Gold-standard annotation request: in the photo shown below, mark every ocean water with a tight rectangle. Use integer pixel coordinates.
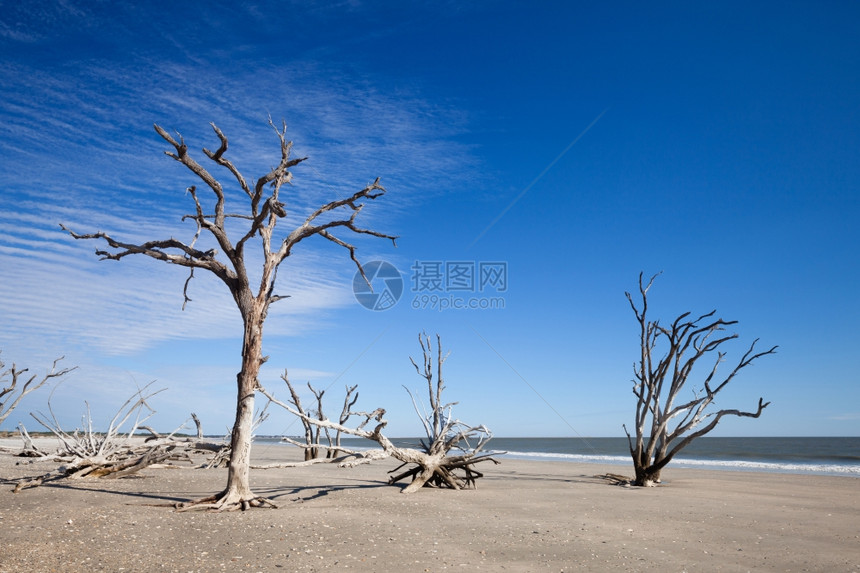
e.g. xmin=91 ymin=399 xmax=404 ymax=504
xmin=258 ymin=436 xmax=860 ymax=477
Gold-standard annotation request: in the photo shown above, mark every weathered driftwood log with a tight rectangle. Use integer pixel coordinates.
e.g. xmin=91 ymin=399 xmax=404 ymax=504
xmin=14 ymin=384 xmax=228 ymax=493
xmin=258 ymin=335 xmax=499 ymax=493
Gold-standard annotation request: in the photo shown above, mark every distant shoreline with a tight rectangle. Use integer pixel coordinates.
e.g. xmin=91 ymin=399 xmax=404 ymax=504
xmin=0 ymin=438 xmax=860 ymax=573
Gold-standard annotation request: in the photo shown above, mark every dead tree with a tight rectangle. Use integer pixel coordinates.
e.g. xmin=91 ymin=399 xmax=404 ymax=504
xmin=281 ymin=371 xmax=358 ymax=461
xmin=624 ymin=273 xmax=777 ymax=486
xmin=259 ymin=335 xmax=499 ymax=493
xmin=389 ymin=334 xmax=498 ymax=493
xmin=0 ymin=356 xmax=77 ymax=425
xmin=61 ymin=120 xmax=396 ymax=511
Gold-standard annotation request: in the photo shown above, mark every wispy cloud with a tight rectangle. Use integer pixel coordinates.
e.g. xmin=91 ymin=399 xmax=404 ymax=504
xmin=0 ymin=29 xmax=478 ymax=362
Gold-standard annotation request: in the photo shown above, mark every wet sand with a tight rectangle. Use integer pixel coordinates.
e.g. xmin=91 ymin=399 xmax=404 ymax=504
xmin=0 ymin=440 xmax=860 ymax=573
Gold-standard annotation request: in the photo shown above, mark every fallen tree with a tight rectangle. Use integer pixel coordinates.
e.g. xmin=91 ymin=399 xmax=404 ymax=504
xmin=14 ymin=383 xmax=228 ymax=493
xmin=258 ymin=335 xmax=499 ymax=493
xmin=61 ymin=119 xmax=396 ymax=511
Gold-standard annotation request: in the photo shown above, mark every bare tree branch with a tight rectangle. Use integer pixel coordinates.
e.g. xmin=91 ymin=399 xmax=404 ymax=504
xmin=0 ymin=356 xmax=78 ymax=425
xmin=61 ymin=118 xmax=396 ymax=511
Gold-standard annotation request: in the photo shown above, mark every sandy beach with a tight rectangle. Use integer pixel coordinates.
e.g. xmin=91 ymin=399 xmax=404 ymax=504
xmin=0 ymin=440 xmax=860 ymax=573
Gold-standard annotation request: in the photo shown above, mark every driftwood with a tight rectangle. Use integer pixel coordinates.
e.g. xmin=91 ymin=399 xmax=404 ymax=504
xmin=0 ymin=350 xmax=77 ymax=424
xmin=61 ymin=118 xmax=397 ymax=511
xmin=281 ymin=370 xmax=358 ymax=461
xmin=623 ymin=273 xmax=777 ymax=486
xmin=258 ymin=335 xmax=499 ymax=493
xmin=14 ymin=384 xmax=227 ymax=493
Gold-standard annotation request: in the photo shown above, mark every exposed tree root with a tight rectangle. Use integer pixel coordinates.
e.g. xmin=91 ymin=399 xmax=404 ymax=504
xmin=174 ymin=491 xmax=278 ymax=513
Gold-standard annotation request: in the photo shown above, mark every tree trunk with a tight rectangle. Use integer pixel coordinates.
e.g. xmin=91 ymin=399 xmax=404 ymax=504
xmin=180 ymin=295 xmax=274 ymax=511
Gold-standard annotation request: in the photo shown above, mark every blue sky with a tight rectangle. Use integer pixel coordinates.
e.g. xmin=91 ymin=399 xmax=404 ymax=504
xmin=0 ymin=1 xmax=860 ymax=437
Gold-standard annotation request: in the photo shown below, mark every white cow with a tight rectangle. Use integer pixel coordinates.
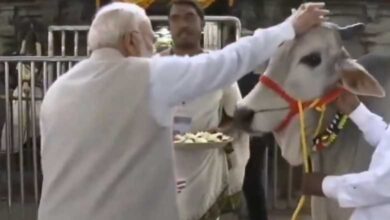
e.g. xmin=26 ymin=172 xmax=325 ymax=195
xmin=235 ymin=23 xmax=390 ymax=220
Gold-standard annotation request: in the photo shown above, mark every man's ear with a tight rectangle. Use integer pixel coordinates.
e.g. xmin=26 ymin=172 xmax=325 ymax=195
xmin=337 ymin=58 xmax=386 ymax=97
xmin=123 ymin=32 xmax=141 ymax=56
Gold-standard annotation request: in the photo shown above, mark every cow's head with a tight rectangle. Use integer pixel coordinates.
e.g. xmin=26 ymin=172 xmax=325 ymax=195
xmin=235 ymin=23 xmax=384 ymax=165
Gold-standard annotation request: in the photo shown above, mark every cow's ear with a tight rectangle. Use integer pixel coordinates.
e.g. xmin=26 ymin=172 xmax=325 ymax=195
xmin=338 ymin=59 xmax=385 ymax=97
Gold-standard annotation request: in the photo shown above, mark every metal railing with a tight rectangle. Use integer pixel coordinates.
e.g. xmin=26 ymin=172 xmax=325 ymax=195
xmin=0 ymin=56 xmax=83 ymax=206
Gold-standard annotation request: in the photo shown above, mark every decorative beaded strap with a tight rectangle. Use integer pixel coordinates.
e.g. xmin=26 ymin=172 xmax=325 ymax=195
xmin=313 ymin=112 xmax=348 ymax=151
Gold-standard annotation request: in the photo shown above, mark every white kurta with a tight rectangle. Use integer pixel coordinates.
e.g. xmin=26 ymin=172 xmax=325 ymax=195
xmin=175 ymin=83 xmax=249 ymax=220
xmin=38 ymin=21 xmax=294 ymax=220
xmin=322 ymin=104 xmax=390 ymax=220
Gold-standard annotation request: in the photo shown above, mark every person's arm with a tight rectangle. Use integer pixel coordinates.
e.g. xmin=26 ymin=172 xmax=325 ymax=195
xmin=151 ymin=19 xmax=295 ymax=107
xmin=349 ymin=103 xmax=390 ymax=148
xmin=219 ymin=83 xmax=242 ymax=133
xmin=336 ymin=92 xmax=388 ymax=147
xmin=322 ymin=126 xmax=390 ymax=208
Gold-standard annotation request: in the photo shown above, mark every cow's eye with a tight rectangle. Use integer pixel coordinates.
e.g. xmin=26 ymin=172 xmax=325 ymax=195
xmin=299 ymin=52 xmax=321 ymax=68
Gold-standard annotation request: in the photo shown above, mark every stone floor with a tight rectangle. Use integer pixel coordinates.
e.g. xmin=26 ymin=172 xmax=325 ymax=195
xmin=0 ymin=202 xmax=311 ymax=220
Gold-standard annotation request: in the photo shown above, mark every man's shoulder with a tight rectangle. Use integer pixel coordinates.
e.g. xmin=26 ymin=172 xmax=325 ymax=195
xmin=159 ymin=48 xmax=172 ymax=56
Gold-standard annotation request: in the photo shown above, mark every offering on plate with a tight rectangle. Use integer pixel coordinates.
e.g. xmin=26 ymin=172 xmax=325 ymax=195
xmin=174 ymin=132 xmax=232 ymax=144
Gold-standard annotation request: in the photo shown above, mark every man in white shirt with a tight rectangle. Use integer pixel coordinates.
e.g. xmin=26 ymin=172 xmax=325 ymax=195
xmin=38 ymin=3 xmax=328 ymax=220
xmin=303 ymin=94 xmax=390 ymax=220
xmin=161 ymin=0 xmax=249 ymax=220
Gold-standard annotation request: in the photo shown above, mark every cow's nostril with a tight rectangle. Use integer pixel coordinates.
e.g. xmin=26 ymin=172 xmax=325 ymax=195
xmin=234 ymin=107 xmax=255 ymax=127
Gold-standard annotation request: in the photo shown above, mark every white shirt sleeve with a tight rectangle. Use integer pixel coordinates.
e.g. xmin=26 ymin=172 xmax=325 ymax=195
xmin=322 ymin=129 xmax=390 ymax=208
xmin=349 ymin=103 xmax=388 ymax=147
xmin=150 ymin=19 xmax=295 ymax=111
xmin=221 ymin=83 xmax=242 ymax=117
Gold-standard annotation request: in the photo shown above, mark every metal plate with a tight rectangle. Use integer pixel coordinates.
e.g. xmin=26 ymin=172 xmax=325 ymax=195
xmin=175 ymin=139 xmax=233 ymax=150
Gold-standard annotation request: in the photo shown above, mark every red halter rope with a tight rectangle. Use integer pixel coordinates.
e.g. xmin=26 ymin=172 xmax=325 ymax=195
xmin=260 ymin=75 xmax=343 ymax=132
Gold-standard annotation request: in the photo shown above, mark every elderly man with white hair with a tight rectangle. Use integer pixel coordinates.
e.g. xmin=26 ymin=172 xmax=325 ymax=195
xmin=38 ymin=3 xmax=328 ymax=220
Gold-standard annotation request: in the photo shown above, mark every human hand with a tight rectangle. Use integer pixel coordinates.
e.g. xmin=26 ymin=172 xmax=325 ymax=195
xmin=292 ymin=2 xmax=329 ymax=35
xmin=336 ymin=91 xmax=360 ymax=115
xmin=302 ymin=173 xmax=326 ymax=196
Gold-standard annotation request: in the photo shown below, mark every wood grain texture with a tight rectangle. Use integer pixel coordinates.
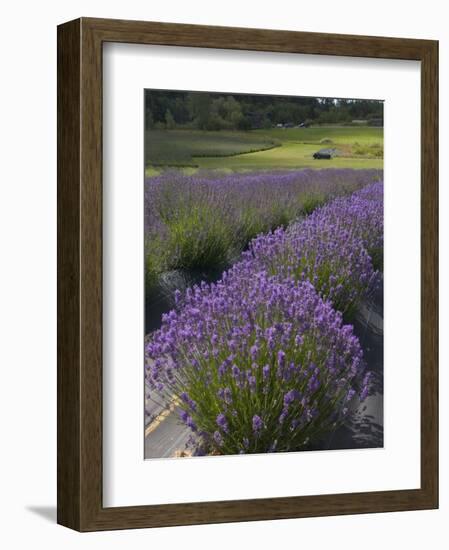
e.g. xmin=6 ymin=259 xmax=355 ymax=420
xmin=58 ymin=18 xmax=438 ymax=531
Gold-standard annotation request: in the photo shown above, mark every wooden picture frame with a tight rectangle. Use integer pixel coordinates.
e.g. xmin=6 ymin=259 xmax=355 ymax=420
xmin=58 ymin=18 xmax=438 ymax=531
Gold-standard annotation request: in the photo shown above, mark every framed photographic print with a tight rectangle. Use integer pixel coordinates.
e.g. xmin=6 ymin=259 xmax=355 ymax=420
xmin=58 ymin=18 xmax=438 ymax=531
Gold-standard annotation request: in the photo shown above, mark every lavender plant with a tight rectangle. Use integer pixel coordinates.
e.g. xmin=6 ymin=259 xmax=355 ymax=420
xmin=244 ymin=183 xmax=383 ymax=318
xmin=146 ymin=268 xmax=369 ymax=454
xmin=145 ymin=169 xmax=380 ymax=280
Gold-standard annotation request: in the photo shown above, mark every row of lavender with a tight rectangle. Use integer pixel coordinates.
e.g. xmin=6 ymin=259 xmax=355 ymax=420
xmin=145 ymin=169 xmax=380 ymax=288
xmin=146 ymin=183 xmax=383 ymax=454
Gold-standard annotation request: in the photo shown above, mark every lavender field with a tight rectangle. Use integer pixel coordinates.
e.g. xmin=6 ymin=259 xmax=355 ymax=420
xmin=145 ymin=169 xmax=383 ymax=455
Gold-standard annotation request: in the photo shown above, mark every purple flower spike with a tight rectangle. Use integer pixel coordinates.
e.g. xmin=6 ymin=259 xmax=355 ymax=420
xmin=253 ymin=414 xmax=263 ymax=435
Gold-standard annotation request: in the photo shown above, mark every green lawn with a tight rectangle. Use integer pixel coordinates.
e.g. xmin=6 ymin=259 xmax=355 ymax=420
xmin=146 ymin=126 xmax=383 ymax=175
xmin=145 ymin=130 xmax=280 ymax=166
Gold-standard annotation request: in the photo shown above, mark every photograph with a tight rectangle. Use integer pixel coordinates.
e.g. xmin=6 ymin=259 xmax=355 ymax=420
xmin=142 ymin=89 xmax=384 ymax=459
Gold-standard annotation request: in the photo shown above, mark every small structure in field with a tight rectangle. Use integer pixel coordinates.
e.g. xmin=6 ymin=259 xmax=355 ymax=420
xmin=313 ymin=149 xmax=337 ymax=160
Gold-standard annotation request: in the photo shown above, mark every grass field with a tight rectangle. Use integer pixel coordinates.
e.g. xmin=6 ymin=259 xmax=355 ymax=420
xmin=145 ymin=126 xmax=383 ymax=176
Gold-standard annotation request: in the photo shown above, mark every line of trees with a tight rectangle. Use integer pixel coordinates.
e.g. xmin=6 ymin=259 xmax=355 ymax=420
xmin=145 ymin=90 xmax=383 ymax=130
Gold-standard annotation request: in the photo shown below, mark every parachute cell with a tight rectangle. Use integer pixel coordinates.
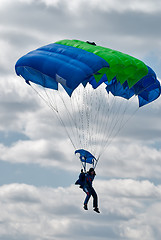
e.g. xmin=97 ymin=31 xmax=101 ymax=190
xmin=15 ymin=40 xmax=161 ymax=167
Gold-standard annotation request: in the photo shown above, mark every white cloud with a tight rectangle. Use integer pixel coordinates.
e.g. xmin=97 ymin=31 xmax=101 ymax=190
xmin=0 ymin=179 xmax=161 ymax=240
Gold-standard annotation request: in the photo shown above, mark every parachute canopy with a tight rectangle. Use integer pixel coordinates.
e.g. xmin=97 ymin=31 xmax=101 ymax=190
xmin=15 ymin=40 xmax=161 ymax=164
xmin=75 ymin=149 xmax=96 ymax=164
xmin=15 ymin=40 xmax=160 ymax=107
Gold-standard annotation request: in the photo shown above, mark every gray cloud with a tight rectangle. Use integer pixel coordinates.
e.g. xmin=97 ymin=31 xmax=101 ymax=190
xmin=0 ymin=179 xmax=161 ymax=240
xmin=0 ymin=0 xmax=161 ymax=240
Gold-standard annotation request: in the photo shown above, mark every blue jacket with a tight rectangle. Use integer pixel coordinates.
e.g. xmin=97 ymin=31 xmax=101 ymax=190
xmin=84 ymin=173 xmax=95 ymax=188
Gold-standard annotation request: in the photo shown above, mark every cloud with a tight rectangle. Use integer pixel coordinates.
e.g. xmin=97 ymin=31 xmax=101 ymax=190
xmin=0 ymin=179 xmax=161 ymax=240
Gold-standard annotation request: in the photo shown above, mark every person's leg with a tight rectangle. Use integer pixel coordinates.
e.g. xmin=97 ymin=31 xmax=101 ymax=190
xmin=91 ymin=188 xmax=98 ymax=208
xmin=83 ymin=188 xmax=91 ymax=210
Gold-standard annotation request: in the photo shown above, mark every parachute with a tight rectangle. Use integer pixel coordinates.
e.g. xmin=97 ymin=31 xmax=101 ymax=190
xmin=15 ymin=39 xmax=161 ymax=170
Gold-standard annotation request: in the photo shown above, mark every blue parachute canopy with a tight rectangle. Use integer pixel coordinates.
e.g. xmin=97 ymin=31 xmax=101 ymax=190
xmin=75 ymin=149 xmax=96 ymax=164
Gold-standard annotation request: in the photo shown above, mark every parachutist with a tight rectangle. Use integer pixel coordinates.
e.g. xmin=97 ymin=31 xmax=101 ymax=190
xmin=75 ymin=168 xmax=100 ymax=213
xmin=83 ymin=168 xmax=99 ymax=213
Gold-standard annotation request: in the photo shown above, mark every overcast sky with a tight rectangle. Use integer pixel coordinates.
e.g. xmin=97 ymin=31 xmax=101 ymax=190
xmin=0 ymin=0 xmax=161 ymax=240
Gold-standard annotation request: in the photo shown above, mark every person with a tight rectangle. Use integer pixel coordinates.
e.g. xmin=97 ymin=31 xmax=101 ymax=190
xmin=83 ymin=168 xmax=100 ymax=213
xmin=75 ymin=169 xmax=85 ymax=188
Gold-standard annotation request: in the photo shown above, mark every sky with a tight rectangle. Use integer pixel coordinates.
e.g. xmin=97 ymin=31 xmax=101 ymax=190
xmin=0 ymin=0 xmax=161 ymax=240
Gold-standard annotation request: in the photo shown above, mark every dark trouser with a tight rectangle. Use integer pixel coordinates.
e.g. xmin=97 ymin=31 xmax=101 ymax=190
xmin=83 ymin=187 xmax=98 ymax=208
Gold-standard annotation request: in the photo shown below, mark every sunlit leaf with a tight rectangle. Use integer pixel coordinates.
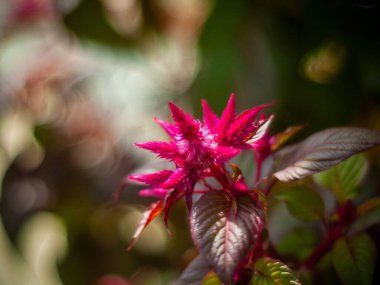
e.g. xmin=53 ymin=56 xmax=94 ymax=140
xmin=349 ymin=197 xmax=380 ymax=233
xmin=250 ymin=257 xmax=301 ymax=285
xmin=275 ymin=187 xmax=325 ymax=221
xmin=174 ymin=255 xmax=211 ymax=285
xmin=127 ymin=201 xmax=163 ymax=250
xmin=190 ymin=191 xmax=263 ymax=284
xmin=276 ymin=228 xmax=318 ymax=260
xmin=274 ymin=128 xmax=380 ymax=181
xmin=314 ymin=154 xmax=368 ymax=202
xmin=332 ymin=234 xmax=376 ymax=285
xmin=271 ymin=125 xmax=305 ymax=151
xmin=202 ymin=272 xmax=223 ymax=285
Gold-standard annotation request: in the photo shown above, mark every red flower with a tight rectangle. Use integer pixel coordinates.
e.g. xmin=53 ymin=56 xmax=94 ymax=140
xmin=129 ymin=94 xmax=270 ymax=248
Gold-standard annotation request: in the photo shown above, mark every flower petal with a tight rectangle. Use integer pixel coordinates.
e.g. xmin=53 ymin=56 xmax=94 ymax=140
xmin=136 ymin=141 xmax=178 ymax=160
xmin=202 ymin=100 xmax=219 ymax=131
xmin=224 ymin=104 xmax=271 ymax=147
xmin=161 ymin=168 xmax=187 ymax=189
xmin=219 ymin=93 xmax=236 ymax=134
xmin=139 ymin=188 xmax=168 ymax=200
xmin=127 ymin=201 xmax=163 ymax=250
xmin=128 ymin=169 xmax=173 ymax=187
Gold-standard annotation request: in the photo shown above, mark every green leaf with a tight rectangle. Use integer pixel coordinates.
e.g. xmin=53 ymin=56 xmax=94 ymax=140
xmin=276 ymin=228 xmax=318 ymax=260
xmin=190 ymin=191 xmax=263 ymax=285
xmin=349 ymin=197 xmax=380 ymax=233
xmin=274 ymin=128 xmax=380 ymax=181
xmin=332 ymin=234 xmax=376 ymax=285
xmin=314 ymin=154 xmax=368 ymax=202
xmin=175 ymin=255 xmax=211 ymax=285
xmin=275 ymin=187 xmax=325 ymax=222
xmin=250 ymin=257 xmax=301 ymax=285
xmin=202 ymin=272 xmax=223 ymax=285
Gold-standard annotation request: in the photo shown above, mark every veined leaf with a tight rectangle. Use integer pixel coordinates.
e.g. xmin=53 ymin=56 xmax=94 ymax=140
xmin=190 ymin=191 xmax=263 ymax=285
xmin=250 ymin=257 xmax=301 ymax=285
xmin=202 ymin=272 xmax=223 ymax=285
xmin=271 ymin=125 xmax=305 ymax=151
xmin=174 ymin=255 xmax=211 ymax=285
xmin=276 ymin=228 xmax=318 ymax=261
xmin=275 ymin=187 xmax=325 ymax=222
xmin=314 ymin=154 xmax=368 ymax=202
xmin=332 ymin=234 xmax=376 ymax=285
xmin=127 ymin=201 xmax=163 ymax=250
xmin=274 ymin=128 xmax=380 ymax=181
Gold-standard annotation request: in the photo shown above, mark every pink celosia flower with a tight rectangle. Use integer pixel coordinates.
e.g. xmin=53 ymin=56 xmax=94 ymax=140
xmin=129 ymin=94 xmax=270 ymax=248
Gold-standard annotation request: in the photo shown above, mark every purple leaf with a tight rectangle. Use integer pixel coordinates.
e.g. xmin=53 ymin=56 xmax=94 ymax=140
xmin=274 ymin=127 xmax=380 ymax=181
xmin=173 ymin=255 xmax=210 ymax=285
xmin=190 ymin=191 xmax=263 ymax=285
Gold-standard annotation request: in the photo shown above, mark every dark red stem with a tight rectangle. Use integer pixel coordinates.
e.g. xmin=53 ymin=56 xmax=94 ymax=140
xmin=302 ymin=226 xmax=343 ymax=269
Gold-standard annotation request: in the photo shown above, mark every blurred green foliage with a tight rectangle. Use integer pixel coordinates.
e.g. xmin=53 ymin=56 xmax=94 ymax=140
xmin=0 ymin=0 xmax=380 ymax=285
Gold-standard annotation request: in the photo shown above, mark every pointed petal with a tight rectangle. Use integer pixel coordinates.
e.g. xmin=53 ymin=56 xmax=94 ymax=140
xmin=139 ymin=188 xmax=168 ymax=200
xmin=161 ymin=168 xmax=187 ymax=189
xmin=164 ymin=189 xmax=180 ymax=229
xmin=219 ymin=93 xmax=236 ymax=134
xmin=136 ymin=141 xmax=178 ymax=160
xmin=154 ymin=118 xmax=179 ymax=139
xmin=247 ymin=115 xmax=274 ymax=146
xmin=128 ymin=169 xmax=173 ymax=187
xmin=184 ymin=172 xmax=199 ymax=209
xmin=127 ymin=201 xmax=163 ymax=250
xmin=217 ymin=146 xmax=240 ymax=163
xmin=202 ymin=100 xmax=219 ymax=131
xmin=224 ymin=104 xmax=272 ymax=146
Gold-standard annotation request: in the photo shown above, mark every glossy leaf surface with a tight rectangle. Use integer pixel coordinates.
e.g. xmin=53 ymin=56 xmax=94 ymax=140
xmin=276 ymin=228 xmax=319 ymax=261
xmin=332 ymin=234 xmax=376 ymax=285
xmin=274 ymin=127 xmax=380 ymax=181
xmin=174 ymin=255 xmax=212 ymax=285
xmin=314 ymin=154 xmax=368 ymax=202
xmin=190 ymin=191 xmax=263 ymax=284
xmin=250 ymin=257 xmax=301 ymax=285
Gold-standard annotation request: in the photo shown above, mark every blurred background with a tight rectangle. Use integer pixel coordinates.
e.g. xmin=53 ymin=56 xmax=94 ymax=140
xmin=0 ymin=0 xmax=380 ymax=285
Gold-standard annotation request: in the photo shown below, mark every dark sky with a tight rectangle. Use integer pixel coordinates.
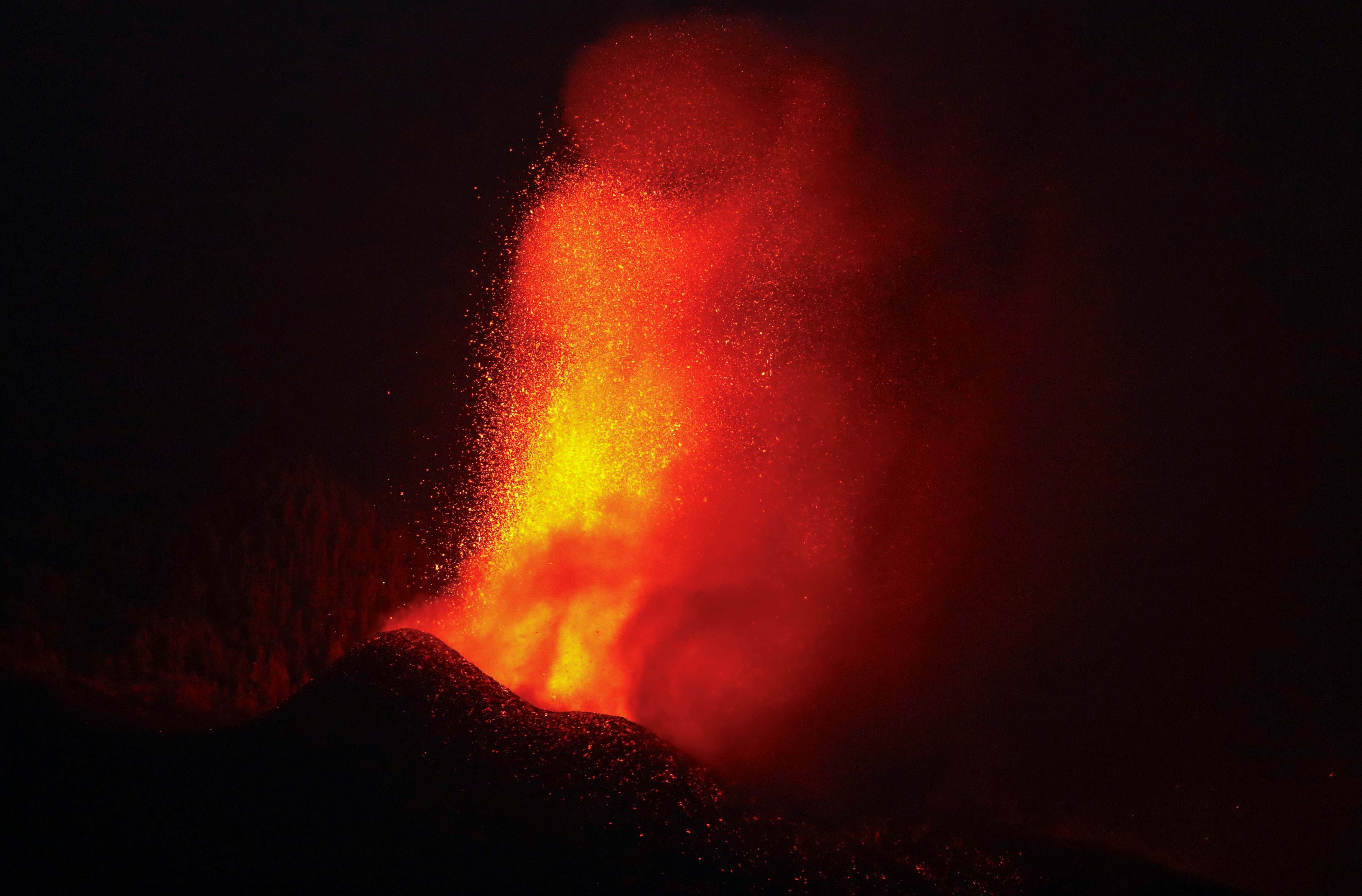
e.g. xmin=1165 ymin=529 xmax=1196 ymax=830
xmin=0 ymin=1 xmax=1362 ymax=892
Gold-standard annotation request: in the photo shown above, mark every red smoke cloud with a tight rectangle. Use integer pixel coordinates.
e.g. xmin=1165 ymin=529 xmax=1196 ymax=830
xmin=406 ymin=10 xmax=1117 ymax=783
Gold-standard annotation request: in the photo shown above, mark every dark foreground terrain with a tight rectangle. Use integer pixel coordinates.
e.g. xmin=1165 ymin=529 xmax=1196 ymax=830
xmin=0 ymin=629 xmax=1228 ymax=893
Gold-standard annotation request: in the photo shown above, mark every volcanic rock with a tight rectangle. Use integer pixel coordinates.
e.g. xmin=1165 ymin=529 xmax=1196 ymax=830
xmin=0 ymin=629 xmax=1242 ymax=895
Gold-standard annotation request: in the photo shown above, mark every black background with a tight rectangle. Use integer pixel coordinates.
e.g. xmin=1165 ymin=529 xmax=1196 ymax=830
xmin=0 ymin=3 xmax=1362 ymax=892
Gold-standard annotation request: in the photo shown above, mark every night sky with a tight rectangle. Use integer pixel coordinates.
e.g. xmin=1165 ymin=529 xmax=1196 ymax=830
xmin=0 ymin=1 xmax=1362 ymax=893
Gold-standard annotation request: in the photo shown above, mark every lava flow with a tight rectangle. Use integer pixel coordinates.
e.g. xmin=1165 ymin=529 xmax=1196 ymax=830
*-*-*
_Task to complete_
Scale the listing above from the line with "every purple flower" up to and including the line with "xmin=313 ymin=149 xmax=337 ymax=160". Rewrite each of those lines, requests included, multiplying every box coordinate in the answers by 1.2 and rounding to whole numbers with halves going up; leave the requests and their format samples unchanged and give only these lines.

_Final result_
Gold-standard annotation request: in the photo shown above, mark every purple flower spike with a tight rectangle. Use integer pixel coordinates.
e.g. xmin=6 ymin=259 xmax=355 ymax=420
xmin=304 ymin=497 xmax=316 ymax=522
Gold-standard annotation request: in the photo shown above, mark every green lawn with a tight rectangle. Use integer pixel coordinates.
e.g. xmin=6 ymin=259 xmax=355 ymax=420
xmin=175 ymin=151 xmax=460 ymax=210
xmin=174 ymin=156 xmax=336 ymax=199
Gold-standard annotation request: in the photo shown above, mark every photograph with a tight rectangle. Use integer pixel coordinates.
e.g. xmin=6 ymin=259 xmax=355 ymax=420
xmin=170 ymin=107 xmax=461 ymax=551
Gold-standard annotation request: in the photo shown above, mark every small structure in field with a tight rectangle. Use integer pixel coordinates.
e.g. xmin=6 ymin=259 xmax=355 ymax=420
xmin=376 ymin=179 xmax=404 ymax=192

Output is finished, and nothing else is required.